## [Task instructions]
Retype the portion of the cannabis debate passage from "Show us the" to "about legalizing marijuana." without any changes.

## [Passage provided]

/---

Your sources are notoriously rabid prohibitionist government organizations with an anti-cannabis-legalization agenda to push and therefore are all entirely non-credible when it comes to info on cannabis. These are the same government organizations that have been in place and mandated to lie to the public about cannabis since it was first prohibited. Government sponsored propaganda is all you keep regurgitating.
Show us the “horrors” of alcohol directly from your bias propaganda spreading government sources on cannabis with an obvious agenda such NIDA, NIH, SAMHSA, CDC and JAMA
Tommy, how about you act and think like an actual adult instead of using childish retorts. You selfish clowns want to smoke, micro dose, or do pills? Great. Do it without pulling the rest of us into your mess. The kind of reasoning you use is similar to a toddler when you tell them not to eat glue: “But Jimmy ate crayons!” Pointing at alcohol’s flaws to justify weed is like saying it’s okay to jump off a cliff because falling down the stairs hurts too. Both can mess you up, kiddo, and dodging the question with a tantrum-level distraction doesn’t make the argument any less childish. Grow up and face the actual debate – which is about legalizing marijuana.
And to you, and the rest of your reefer degenerate friends… all of the “show me the sources” crowd—
when presented with more and more peer-reviewed studies, government data, or expert reports… what do you do? Attack the sources like toddlers. You guys go from: studies show our drug is great, to those studies are obviously biased. You guys want to behave in a manner that directly affects me, and your behavior directly affects others. Your behavior does not just affect you. So, you are correct – I’m annoyed that you and your reefer degenerate friends are trying to ram your marijuana stick up my rear end and then use my money (via higher taxes) to pay for your selfishness and stupid decisions.

\---

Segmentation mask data
/---

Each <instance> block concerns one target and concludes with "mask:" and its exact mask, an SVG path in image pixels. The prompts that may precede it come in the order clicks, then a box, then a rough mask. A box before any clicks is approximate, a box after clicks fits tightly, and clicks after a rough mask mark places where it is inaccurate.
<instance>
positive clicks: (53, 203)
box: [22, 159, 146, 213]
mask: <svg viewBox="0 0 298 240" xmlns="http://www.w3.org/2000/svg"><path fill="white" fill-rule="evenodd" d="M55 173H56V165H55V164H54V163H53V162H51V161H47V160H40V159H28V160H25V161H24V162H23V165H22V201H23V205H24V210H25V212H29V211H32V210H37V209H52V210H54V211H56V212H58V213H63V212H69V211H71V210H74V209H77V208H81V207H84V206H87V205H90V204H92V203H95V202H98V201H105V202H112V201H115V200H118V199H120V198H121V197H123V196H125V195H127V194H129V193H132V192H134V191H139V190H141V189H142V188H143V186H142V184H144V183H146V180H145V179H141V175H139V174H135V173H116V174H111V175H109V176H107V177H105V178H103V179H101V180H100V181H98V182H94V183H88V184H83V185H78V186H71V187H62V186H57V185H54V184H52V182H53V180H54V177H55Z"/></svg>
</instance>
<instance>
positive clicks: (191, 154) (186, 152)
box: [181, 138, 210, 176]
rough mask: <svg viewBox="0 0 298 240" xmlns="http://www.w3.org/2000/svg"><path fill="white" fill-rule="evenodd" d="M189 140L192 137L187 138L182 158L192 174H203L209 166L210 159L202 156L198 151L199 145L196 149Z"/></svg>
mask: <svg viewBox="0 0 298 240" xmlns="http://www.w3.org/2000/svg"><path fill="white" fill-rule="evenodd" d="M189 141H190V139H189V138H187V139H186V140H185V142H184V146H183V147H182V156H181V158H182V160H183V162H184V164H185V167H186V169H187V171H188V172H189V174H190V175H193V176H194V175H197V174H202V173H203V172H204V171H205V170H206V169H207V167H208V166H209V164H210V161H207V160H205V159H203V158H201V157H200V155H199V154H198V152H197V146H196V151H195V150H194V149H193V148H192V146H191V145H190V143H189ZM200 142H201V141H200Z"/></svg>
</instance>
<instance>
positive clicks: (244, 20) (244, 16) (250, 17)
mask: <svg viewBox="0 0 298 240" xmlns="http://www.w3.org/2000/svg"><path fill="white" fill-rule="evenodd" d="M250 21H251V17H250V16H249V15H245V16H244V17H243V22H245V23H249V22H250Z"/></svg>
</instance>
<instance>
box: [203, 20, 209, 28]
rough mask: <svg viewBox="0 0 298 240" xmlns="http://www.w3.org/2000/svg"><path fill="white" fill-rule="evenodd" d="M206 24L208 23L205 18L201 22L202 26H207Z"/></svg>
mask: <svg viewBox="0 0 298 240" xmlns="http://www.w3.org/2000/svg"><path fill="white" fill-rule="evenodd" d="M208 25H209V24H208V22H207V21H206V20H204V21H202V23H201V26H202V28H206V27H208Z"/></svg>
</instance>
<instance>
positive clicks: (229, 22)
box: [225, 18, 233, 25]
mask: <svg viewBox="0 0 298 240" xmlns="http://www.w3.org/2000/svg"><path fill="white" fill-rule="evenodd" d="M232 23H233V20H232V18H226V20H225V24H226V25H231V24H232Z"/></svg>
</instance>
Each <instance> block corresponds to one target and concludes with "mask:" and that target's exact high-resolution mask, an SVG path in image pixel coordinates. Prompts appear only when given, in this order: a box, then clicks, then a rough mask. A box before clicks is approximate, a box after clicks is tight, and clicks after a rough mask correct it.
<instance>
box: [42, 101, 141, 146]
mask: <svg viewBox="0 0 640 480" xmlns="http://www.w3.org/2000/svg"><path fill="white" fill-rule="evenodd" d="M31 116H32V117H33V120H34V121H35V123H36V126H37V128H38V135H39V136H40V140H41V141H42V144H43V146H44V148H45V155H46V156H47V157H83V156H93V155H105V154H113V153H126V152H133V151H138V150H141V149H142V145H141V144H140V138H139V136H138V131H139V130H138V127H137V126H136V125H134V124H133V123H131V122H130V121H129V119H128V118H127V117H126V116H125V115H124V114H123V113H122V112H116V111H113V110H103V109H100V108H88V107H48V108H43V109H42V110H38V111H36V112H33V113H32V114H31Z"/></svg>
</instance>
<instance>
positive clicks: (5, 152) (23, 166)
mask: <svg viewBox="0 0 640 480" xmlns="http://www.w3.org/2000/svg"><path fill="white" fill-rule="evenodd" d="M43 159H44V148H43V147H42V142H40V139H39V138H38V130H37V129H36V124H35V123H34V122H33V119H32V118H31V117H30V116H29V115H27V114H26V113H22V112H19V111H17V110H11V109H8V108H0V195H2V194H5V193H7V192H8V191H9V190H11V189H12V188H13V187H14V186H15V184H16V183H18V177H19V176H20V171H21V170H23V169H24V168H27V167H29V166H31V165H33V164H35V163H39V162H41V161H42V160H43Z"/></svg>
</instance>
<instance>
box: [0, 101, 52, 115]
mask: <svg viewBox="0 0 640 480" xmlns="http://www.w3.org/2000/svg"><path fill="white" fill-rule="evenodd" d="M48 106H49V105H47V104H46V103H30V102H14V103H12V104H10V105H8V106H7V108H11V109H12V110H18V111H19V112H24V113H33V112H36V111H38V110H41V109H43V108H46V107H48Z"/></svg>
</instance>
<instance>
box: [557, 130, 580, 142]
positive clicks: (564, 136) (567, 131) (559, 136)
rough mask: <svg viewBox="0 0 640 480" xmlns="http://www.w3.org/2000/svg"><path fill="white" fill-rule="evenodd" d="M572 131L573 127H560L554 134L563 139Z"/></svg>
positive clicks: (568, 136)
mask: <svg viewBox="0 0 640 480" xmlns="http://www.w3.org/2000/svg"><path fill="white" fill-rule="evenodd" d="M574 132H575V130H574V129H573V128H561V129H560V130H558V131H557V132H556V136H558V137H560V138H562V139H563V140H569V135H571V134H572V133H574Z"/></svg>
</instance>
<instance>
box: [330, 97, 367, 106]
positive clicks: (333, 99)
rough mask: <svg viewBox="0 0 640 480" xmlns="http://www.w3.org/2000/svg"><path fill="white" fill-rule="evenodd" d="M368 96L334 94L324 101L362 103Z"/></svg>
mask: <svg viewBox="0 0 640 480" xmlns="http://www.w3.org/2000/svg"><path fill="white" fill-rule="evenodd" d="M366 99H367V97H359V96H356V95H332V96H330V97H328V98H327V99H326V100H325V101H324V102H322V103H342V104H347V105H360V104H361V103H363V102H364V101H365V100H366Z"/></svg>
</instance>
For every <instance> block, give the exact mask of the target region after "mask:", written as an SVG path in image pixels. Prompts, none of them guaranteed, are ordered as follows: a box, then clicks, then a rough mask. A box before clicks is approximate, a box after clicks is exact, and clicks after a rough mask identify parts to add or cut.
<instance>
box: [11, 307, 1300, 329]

\---

## [Answer space]
Show us the “horrors” of alcohol directly from your bias propaganda spreading government sources on cannabis with an obvious agenda such NIDA, NIH, SAMHSA, CDC and JAMA
Tommy, how about you act and think like an actual adult instead of using childish retorts. You selfish clowns want to smoke, micro dose, or do pills? Great. Do it without pulling the rest of us into your mess. The kind of reasoning you use is similar to a toddler when you tell them not to eat glue: “But Jimmy ate crayons!” Pointing at alcohol’s flaws to justify weed is like saying it’s okay to jump off a cliff because falling down the stairs hurts too. Both can mess you up, kiddo, and dodging the question with a tantrum-level distraction doesn’t make the argument any less childish. Grow up and face the actual debate – which is about legalizing marijuana.